Find the string "above" in the entries and copy each line that has it.

(Beginning of Material for the task)

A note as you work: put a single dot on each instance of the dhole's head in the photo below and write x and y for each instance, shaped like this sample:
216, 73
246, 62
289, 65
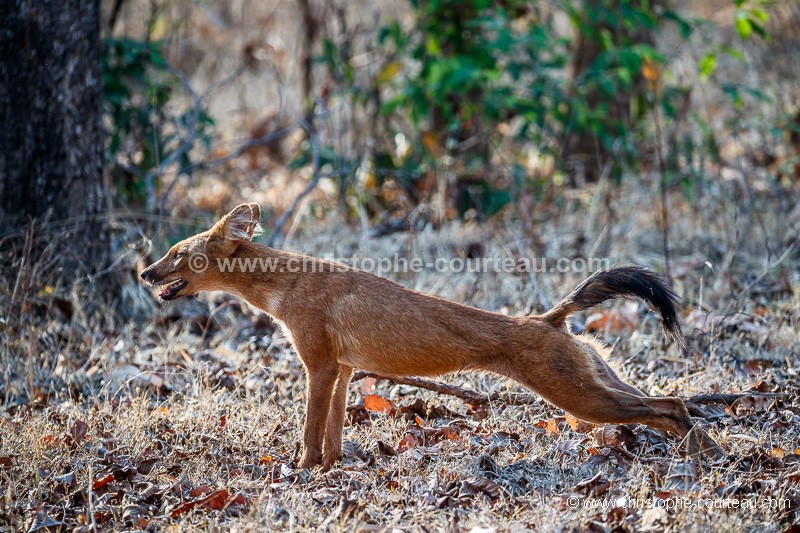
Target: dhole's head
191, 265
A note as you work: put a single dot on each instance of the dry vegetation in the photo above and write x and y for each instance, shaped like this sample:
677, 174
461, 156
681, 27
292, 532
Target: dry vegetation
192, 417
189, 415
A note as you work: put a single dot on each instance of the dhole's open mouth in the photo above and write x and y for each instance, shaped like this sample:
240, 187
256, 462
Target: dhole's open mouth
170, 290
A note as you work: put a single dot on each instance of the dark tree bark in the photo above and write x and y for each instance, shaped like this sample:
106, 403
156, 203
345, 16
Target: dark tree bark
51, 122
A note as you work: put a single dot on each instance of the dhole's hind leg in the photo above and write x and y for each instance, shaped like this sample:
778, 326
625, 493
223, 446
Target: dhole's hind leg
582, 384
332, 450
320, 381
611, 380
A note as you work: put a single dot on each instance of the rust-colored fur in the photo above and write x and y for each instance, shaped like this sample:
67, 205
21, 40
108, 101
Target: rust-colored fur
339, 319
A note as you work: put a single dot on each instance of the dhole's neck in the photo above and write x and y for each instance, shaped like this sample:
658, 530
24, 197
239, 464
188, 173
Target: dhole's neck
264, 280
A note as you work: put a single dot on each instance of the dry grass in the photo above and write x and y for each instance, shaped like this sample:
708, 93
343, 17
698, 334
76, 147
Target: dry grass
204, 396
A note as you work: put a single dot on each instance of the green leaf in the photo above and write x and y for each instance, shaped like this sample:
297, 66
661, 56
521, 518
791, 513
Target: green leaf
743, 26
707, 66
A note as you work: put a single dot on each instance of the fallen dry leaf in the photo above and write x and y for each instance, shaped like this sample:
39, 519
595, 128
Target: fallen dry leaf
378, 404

(End of Material for the task)

## Result:
A note as you work: put a single dot on each instance of the dry vegetation in the photo above and write x and y for each instance, shaped like this sample:
A note as you work: put a single dot on each instance of the dhole's open mouth in the photo above and write x and y for each instance, shaped like this sample:
A note as you work: put a single dot on each instance of the dark tree bark in the photo above and write x and y for each instance, shaped like this sample:
A note as you work: put a single dot on each instance of the dhole's hind leg in the photo above and write x and y for each instance, shaped like this sample:
A note as you work: put a single dot on each instance of the rust-colored fur in the photo above and write x and y for each instance, shaped like this sample:
A note as you work: put a single dot on each instance of the dhole's neck in the photo above and write x and y for each instance, shaped like this sample:
A note as you work: put a single dot on each instance of the dry grass in the photo above and write x and y for each instance, shaped like this sample:
A note as you work: put a single dot on each instance of the green leaf in the photo above and write x and y for each instance, shaped like this sample:
A note as you work: put a single dot on each instance of the fallen dry leaf in the photo above and write x and y for each instance, shaped like this sample:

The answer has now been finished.